• _TASK DIRECTIONS_: Pick out every line below that contains the word "jacket" and copy each of those lines in full.
╭──
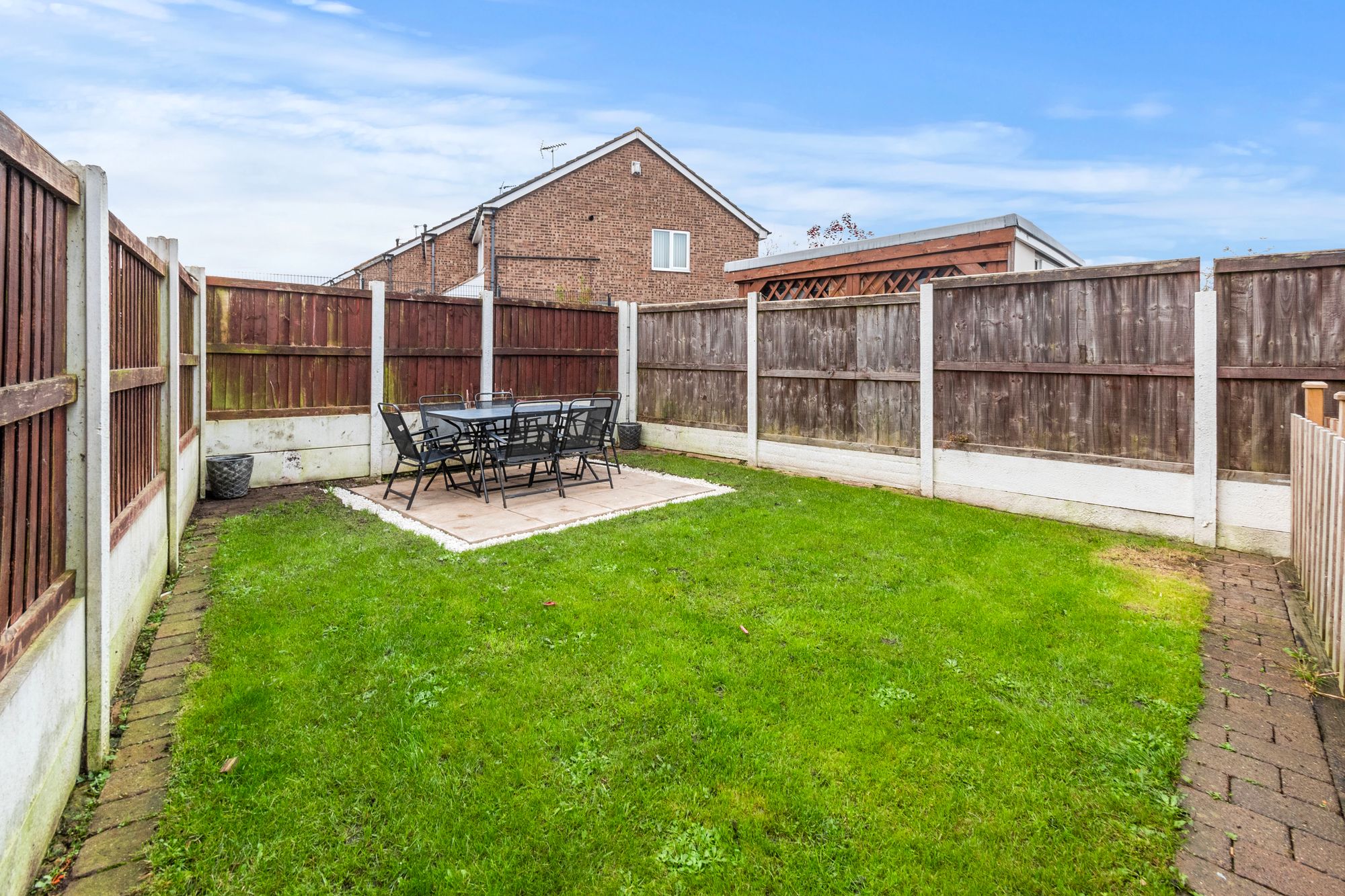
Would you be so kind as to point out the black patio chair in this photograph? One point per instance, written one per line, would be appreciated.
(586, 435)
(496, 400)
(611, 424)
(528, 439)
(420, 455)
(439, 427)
╰──
╭──
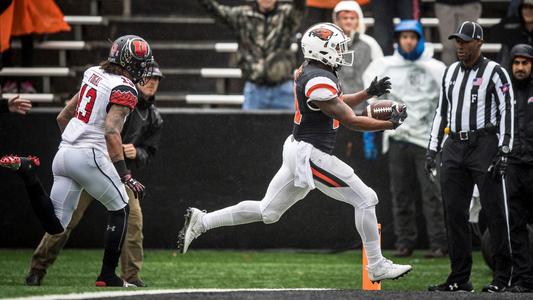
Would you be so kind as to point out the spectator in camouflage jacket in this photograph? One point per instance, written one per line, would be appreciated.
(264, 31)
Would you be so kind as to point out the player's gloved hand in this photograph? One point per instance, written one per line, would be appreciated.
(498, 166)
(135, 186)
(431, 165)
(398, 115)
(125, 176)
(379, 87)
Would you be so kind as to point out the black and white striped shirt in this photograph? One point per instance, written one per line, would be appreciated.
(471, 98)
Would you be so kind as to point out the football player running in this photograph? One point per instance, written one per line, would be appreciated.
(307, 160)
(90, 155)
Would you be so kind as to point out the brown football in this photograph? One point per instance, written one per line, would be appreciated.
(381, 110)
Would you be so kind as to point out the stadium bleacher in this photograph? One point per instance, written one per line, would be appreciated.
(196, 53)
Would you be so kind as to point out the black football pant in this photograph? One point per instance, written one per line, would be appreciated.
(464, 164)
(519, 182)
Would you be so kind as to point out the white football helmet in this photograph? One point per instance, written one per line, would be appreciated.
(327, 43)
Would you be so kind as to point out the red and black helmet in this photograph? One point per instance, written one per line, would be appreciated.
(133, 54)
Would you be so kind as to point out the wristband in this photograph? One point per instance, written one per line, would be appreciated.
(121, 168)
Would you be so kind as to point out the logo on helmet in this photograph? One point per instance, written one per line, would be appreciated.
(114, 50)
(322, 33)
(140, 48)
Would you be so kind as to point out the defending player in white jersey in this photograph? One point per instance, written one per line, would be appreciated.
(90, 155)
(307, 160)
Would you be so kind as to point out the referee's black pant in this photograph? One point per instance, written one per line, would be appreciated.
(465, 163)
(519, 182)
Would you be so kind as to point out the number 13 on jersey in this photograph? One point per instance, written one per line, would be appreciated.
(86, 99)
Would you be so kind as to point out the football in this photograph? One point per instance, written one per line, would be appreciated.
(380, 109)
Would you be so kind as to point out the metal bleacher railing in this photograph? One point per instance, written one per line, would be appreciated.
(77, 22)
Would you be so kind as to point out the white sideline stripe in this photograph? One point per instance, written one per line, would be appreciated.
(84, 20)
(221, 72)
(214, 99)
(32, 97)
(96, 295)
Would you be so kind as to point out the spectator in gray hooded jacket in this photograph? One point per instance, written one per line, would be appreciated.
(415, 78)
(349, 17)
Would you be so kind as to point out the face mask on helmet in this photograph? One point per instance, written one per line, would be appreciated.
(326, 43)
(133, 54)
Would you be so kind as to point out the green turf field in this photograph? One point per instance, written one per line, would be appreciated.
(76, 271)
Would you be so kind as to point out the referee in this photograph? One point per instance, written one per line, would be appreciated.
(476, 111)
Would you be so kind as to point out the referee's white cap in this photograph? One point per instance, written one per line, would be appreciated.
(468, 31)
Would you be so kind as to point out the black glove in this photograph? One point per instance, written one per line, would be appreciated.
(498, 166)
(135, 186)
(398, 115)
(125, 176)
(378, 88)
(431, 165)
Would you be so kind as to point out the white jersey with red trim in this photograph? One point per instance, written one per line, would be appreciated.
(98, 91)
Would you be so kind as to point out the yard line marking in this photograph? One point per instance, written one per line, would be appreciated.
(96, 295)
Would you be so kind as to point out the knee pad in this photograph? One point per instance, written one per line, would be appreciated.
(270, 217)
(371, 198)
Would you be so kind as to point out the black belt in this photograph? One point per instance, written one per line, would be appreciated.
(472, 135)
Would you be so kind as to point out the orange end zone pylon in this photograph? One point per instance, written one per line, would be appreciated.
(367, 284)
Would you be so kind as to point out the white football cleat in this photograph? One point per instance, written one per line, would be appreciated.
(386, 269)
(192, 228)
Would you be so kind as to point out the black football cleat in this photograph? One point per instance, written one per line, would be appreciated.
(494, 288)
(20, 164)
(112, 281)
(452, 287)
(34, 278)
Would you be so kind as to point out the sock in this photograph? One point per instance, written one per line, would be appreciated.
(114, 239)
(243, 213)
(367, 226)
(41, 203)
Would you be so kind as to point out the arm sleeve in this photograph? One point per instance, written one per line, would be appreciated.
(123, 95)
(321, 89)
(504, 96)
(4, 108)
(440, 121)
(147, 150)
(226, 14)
╰──
• _REPLY_:
Would you be so kind as to point out the spectator in camouflage jacket in this photograph? One point per instance, written one per line, would be appreciated.
Would you be so kind as to point out the spectator in gray hooded jacket in this photograph? One point per instance, written one per line, would be appreciated.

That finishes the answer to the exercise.